Brief 1 – Return, word for word, the passage of the essay on heroism that opens with the words containing "Stormed at with" and closes with "underlying human anxieties.".

Stormed at with shot and shell,
While horse and hero fell
The Charge of the Light Brigade, Alfred, Lord Tennyson
The subject of heroism is arguably the oldest trope in documented literary history. We are familiar with the discourse surrounding heroism, one that glorifies heroic characters and creates a retroactive hierarchy of “great men”. To the layman, heroic literature is one-dimensional, but a radical revision of our understanding of the heroic character is necessary, in order for us to be able to comprehend how modernity re-observed the Hero. This multi-faceted, metafictional approach deconstructs the exalted figure, so we can lay bare the underlying human anxieties.
In the quest for an anthropocentric macrocosm, the Victorian era managed to focus on the man-made instead of the human. The Hero was no longer a necessary character in a world where machines were more efficient. The agency of the human species had become increasingly restricted and the fragmentation of individuality into intermediary inventions has haunted us since the nineteenth century. Heroism is, as Ernest Becker noted, a “causa-sui project” that generates the illusion of immortality, even in the event of the hero’s death. It is interesting to note that a newfound anxiety affected the body of the Victorian hero. This anxiety was caused by the realization that the architecture of the mortal body of the hero was subject to an entropic impermanence while the mechanical colossi of the Industrial Revolution were built to last. Robert Browning’s protagonist Sordello shares the same anxieties in the eponymous 1840 poem:
The Body, the Machine for Acting Will
Had been at the commencement proved unfit;
That for Reflecting, Demonstrating it,
Mankind — no fitter: was the Will Itself
In fault?

Information shown –
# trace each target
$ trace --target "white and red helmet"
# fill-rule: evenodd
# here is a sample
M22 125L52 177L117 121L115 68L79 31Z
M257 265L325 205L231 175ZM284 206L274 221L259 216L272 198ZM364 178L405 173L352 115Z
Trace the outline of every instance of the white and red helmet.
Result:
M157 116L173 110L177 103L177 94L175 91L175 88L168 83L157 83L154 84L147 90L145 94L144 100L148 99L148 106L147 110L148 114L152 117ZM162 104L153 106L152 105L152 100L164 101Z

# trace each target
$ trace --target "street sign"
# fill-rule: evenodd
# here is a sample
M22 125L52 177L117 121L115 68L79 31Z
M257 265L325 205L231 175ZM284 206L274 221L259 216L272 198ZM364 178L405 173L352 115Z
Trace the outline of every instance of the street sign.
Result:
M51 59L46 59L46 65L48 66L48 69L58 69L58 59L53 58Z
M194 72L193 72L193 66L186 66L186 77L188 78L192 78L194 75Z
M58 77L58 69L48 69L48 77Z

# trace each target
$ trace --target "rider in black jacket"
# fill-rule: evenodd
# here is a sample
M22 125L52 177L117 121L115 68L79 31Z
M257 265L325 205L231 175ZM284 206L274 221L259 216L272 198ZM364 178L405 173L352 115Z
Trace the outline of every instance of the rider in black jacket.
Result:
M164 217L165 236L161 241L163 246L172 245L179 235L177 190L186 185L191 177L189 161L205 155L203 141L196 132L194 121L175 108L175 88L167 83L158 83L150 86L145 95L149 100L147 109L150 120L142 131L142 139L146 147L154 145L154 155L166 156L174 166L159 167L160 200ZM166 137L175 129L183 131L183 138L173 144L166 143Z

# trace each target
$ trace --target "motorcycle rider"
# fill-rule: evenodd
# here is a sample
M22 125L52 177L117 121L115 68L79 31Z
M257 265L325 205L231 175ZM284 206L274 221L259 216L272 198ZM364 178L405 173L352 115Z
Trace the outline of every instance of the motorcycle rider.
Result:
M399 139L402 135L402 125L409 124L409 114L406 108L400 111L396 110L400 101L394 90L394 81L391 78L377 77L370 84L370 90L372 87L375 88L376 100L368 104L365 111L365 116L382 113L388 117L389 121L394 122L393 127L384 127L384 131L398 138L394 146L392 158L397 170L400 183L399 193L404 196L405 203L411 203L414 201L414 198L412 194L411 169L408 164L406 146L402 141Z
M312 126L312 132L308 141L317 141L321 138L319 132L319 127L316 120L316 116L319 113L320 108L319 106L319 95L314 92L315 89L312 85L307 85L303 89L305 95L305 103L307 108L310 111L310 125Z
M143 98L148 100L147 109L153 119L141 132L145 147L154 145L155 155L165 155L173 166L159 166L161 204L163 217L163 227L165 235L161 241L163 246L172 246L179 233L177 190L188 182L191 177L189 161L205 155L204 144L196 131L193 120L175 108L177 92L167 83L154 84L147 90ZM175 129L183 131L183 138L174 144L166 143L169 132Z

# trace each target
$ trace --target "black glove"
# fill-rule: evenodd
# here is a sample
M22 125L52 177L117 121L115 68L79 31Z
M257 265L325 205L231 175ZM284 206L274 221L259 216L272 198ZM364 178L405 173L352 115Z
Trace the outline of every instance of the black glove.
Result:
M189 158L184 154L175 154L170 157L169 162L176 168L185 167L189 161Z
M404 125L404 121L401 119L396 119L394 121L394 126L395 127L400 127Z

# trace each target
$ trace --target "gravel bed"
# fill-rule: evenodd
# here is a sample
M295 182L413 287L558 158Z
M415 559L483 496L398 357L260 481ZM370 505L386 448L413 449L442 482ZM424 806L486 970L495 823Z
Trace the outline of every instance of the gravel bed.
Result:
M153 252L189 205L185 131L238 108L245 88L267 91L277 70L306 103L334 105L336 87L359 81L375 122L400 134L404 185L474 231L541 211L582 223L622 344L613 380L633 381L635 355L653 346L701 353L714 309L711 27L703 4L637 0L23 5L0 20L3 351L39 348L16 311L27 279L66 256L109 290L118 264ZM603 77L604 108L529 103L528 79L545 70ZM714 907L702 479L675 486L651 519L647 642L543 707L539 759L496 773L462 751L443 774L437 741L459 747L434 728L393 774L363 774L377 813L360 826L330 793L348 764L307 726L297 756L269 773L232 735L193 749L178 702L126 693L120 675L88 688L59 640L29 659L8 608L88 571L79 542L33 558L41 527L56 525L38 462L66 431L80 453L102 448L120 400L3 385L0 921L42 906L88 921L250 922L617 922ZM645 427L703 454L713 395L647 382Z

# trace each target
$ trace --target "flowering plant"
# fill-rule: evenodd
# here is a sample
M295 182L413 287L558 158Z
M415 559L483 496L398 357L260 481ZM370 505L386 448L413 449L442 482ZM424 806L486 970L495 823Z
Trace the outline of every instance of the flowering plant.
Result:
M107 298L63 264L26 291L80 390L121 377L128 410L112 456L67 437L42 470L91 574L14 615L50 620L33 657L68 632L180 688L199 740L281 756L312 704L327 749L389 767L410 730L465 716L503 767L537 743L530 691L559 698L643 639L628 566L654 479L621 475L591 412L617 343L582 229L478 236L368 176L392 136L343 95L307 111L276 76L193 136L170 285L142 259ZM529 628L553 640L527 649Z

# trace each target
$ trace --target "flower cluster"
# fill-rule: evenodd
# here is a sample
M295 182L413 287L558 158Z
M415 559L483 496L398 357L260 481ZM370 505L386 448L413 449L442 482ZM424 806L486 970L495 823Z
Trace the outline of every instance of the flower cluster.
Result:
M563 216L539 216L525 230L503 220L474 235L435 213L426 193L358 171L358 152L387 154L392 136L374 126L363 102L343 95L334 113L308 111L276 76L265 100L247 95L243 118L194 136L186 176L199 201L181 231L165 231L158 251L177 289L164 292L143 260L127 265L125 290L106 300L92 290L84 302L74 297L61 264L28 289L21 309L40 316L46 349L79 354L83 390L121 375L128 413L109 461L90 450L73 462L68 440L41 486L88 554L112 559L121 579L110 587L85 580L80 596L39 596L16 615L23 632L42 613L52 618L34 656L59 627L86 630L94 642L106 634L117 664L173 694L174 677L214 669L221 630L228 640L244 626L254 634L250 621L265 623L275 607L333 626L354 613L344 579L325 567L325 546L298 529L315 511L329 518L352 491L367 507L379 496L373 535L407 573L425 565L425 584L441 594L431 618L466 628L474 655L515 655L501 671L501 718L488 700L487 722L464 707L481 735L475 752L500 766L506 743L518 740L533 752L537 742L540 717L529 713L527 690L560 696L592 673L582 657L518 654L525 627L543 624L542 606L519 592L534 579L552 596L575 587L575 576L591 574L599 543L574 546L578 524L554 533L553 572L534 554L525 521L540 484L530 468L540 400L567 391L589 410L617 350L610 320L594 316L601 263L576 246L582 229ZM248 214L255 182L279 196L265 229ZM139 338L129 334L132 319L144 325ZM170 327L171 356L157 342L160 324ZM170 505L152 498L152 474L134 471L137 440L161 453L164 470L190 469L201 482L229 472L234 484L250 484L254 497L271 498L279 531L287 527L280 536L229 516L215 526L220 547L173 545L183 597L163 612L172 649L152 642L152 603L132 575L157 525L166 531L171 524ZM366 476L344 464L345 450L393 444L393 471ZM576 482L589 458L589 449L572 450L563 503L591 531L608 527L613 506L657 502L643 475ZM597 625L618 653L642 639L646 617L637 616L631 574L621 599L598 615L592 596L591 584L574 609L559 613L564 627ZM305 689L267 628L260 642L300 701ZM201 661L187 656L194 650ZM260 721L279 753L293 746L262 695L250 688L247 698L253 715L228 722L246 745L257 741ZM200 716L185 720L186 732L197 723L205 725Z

Brief 2 – Retype the records without any change, from their very first line through the line containing "M157 116L173 110L177", with both of those lines included.

Written response 1 –
Stormed at with shot and shell,
While horse and hero fell
The Charge of the Light Brigade, Alfred, Lord Tennyson
The subject of heroism is arguably the oldest trope in documented literary history. We are familiar with the discourse surrounding heroism, one that glorifies heroic characters and creates a retroactive hierarchy of “great men”. To the layman, heroic literature is one-dimensional, but a radical revision of our understanding of the heroic character is necessary, in order for us to be able to comprehend how modernity re-observed the Hero. This multi-faceted, metafictional approach deconstructs the exalted figure, so we can lay bare the underlying human anxieties.

Written response 2 –
# trace each target
$ trace --target "white and red helmet"
# fill-rule: evenodd
# here is a sample
M22 125L52 177L117 121L115 68L79 31Z
M257 265L325 205L231 175ZM284 206L274 221L259 216L272 198ZM364 178L405 173L352 115Z
Trace the outline of every instance of the white and red helmet.
Result:
M157 116L173 110L177 103L177 94L175 91L175 88L168 83L157 83L154 84L147 90L145 94L144 100L148 99L148 106L147 110L148 114L152 117ZM162 104L153 106L152 105L152 100L164 101Z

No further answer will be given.